Vorliegender Text:

Sie hatte ihren eigenen Kopf, auch wenn das niemand so recht bemerkte.

Für ihren Mann war sie die rechte Hand im Büro und für ihre Kinder die perfekte Mutter. Schon ihr Mädchenname verwies auf eine doppelte Persönlichkeit: Ursula Liselotte Lott. Doch was so schön nachhallte, lenkte vom Eigentlichen ab: Ursula, das ist die kleine Bärin.

Aus Lieselotte Lott wurde eine Schieferdecker, und aus der kleinen Bärin eine große Bärin, die nur in den Sommerferien Gelegenheit fand, braun gebrannt und selbstgenügsam durch die Südtiroler Alpen zu wandern. Keine Mutter der Welt war so gutherzig, neugierig, sorgenvoll und umtriebig wie sie. Dafür legen alle in der Familie die Hand ins Feuer.

Geschickt zog sie von zu Hause aus die Fäden. Als gelernte Wirtschaftskorrespondentin erledigte sie den aufwendigen Schriftverkehr ihres Mannes, einem Steuerberater. Haus und Büro, da bestand kein Unterschied. Alles befand sich unter einem Dach: Keller, Küche, Kinderzimmer und Kanzlei. Erst lebte die Familie in einer Zweizimmerwohnung am Viktoria- Luise-Platz, dann zog sie in ein Haus in Lankwitz. In den letzten Jahren blickte Ursula Schieferdecker von ihrem Schreibtisch aus auf den Wannsee. In Rente zu gehen, daran dachte sie gar nicht, weder als gute Seele des Büros, noch als Herrin der Kochtöpfe.

Drei Dinge benötigte sie, um den Familienbetrieb am Laufen zu halten: Einen Satz Kochtöpfe, eine funktionstüchtige Schreibmaschine und eine Telefon-Flatrate. Dem Charme ihrer Anschreiben erlagen die Mandanten reihenweise. Und am Telefon erreichte sie mit ihrer jung gebliebenen Stimme unglaublichste Dinge. Einmal saß ihre älteste Tochter auf einem Flughafen fest, niemand mochte helfen bei einem gestrichenen Flug nach Südafrika. Zwanzig Minuten später erhielt die Tochter den Anruf: „Gleich kommt der freundliche Kapitän einer Maschine nach Kapstadt und holt dich ab!“ Bis heute weiß die Tochter nicht, wie ihre Mutter das geschafft hat.

Bereitgestellte Daten:
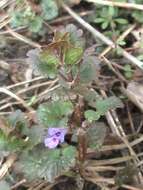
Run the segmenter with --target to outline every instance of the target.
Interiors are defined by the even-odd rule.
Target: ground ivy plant
[[[83,31],[68,25],[56,31],[44,49],[27,53],[33,72],[57,78],[59,87],[37,107],[37,122],[31,124],[20,110],[0,120],[0,152],[18,153],[16,172],[27,180],[52,182],[70,170],[82,175],[87,148],[102,146],[106,127],[102,117],[123,106],[115,96],[103,99],[93,88],[100,61],[84,49]],[[98,122],[97,122],[98,121]]]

Anforderungen:
1. Beantworte zum Text über Ursula Schieferdecker kurz diese Fragen:
(a) Welchen Beruf hatte sie gelernt?
(b) Wo wanderte sie in den Sommerferien?
(c) Wohin sollte der gestrichene Flug ihrer ältesten Tochter gehen?
2. Schreibe aus dem Text über Ursula Schieferdecker den Abschnitt wortgetreu ab, beginnend bei „Für ihren Mann“ und endend bei „Hand ins Feuer.“.
Die Zeilen spielen hierfür keine Rolle.

Erwartete Antworten:
1.
(a) Wirtschaftskorrespondentin
(b) Durch die Südtiroler Alpen
(c) Nach Südafrika

2.
Für ihren Mann war sie die rechte Hand im Büro und für ihre Kinder die perfekte Mutter. Schon ihr Mädchenname verwies auf eine doppelte Persönlichkeit: Ursula Liselotte Lott. Doch was so schön nachhallte, lenkte vom Eigentlichen ab: Ursula, das ist die kleine Bärin.

Aus Lieselotte Lott wurde eine Schieferdecker, und aus der kleinen Bärin eine große Bärin, die nur in den Sommerferien Gelegenheit fand, braun gebrannt und selbstgenügsam durch die Südtiroler Alpen zu wandern. Keine Mutter der Welt war so gutherzig, neugierig, sorgenvoll und umtriebig wie sie. Dafür legen alle in der Familie die Hand ins Feuer.